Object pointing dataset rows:
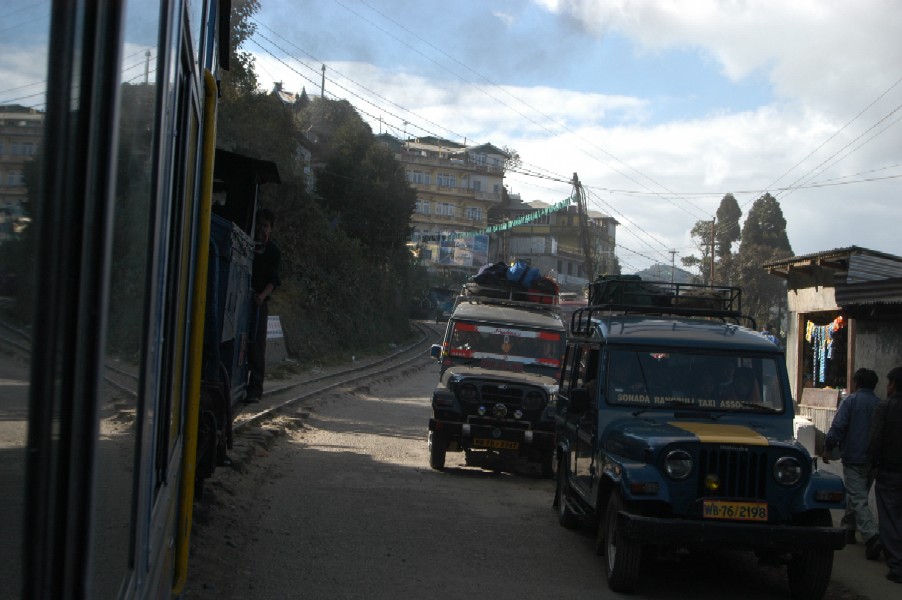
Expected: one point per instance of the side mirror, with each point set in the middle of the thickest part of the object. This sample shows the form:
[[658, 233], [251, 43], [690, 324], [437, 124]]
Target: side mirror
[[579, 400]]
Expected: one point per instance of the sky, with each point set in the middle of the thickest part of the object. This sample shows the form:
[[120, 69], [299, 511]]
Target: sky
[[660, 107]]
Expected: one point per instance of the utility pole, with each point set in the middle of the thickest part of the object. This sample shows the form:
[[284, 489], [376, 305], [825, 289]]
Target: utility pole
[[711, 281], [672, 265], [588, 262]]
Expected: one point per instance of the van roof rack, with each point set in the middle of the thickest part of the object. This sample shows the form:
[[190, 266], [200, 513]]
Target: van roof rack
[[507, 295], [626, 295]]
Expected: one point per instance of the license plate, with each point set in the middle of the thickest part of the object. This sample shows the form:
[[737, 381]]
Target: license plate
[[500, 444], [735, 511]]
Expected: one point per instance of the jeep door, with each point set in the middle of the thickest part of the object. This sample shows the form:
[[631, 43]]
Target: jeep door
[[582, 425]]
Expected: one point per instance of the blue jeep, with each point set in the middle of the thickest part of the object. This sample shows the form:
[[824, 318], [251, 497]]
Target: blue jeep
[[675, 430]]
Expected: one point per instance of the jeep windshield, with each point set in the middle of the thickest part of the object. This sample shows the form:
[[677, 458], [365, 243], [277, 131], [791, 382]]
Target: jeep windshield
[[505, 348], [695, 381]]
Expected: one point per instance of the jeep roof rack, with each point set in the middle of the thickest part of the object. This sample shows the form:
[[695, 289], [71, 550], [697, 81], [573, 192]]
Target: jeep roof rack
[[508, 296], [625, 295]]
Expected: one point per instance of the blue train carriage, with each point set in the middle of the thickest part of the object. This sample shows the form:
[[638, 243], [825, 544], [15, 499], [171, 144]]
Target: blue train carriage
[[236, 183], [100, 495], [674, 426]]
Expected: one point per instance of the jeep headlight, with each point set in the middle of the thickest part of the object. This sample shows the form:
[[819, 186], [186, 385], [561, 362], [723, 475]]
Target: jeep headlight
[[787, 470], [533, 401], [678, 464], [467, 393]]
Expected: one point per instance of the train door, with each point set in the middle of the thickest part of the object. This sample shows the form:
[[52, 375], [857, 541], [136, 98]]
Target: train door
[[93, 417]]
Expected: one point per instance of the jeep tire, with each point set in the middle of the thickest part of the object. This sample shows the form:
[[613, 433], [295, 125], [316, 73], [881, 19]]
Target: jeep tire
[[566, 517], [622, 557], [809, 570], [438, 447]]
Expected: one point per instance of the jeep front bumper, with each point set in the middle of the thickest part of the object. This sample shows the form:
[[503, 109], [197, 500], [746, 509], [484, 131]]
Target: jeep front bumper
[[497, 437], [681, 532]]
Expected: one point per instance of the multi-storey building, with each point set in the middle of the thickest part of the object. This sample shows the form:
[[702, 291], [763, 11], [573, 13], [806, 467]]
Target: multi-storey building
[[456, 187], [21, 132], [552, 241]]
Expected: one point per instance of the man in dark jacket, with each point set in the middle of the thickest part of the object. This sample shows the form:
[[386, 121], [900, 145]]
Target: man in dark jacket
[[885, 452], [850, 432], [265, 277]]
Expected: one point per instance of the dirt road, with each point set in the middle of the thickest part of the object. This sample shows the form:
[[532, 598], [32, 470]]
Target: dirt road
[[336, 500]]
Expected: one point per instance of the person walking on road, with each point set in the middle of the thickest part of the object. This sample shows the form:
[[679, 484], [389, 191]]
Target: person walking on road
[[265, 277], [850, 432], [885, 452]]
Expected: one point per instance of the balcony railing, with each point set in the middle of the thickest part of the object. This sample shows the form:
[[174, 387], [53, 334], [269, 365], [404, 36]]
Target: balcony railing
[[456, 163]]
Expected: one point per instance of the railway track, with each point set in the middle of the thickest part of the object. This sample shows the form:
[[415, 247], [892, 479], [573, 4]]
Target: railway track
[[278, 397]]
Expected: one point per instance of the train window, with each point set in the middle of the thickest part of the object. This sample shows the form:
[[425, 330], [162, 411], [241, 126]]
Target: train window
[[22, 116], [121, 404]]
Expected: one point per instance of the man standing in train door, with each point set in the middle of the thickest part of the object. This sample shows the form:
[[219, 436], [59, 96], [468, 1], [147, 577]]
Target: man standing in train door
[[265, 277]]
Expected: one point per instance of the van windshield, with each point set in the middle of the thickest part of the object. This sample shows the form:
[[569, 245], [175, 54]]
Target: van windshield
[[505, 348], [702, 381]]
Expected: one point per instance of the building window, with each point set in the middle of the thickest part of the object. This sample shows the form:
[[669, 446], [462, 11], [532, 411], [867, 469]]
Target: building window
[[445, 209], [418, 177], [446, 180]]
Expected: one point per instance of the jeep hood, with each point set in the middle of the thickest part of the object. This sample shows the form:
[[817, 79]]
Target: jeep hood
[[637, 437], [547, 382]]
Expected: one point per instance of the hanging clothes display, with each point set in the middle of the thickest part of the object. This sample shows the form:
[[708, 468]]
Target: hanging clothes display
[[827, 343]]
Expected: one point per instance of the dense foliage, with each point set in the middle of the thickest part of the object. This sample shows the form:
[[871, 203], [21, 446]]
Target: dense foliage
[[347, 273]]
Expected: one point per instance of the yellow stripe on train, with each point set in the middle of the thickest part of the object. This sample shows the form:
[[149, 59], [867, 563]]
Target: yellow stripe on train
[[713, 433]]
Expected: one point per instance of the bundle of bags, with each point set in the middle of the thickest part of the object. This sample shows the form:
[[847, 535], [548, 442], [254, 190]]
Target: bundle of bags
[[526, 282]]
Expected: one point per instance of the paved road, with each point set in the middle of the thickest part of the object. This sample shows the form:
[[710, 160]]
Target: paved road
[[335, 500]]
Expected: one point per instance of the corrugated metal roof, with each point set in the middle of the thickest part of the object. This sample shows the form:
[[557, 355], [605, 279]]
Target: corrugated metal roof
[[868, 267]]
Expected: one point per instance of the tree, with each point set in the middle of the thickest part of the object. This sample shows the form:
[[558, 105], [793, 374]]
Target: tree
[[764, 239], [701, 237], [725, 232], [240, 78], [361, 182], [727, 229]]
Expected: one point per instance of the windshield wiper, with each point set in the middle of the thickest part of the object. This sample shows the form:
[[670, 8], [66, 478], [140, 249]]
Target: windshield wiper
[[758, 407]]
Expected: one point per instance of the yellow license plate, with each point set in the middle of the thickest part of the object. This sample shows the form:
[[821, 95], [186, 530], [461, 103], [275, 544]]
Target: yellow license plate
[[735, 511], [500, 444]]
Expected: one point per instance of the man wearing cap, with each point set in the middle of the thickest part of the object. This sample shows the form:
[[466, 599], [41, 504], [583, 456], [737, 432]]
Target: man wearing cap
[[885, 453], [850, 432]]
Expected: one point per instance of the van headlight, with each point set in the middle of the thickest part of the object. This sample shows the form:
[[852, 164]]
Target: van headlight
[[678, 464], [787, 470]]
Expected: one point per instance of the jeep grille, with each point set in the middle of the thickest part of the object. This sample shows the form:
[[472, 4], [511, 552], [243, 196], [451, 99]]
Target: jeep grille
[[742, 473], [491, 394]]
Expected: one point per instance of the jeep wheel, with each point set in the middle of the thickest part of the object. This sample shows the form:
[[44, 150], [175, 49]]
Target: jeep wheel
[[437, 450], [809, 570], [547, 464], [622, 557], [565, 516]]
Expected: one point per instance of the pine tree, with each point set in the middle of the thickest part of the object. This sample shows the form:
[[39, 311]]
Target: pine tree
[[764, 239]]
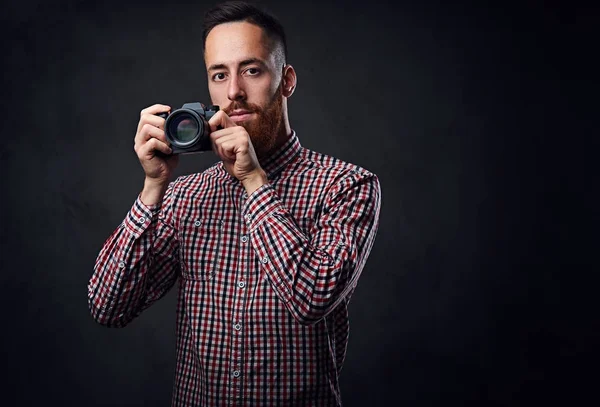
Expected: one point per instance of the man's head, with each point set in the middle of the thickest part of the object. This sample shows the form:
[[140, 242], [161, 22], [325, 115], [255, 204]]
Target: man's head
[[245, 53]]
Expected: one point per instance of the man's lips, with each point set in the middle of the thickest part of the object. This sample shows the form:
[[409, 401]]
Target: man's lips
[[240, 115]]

...

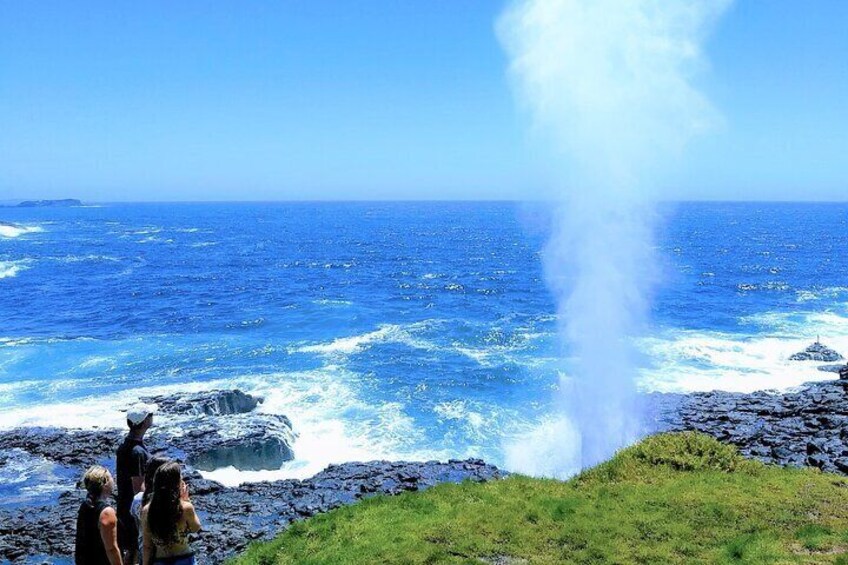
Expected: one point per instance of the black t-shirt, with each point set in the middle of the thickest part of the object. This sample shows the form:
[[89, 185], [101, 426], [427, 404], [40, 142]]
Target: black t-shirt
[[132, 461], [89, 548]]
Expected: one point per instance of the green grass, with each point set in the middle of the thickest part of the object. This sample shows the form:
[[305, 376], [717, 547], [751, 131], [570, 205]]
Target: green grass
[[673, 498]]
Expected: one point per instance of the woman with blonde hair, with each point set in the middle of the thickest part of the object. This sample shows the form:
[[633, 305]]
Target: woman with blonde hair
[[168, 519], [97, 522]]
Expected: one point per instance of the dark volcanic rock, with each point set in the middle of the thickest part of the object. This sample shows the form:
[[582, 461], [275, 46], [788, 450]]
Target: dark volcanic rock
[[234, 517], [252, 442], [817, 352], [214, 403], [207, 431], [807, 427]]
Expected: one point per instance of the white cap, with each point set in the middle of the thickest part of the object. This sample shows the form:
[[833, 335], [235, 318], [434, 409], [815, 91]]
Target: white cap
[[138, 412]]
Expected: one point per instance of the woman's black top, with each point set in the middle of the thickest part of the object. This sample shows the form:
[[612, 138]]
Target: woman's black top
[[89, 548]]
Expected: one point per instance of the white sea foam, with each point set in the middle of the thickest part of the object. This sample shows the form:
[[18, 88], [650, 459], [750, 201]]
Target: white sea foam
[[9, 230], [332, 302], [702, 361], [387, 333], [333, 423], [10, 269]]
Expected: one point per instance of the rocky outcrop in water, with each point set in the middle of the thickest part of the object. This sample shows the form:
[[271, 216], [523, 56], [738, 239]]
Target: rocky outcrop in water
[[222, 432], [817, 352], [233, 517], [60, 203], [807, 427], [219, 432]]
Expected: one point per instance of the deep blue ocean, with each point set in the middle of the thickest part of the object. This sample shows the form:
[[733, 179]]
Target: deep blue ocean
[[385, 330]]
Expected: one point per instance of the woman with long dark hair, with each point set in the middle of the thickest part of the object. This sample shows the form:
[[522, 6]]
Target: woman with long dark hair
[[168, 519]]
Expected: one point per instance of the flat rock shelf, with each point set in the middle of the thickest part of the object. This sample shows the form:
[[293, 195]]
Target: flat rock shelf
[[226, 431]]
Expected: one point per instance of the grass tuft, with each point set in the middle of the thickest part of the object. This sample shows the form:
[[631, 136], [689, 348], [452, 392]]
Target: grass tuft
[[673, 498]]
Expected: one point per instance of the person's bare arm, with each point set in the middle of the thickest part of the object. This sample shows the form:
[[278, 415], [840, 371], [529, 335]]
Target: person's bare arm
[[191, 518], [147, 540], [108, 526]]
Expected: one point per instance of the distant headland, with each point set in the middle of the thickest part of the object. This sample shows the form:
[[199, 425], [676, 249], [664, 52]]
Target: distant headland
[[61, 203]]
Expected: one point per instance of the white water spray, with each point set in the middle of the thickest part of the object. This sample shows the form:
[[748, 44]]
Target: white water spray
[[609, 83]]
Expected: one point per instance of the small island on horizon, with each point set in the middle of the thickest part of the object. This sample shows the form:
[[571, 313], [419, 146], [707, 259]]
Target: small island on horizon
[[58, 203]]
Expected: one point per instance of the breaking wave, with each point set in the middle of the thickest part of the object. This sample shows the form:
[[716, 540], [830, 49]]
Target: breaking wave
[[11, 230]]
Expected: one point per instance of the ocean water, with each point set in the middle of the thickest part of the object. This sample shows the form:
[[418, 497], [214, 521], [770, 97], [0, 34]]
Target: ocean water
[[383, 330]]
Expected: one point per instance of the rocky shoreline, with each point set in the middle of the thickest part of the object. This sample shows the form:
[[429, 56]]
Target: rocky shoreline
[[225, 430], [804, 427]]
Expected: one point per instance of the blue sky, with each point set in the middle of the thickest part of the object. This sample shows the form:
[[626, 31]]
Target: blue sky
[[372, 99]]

◆ Problem details: Update the rows, beginning at the line that has "Expected: one point per instance of the side" and stopping after the line that has "[[711, 281], [672, 265], [588, 262]]", by replacing "thickest" with "widest" and leaving everything else unchanged. Return only those lines.

◆ Answer to this task:
Expected: one point per instance of the side mirror, with each point set in the middle of the widest part of the object. This sample shows the form:
[[658, 233], [251, 43], [690, 324], [437, 124]]
Target: side mirror
[[579, 400]]
Expected: one point per instance of the sky, with each point set in the middle of the widest part of the object. This sample shows the form:
[[120, 69], [299, 511]]
Target: sky
[[660, 107]]
Expected: one point per instance of the utility pole, with each point set in the middle of the widest part of the object. This sample shows the form:
[[284, 489], [376, 305], [825, 289]]
Target: utility pole
[[711, 281], [672, 265], [588, 262]]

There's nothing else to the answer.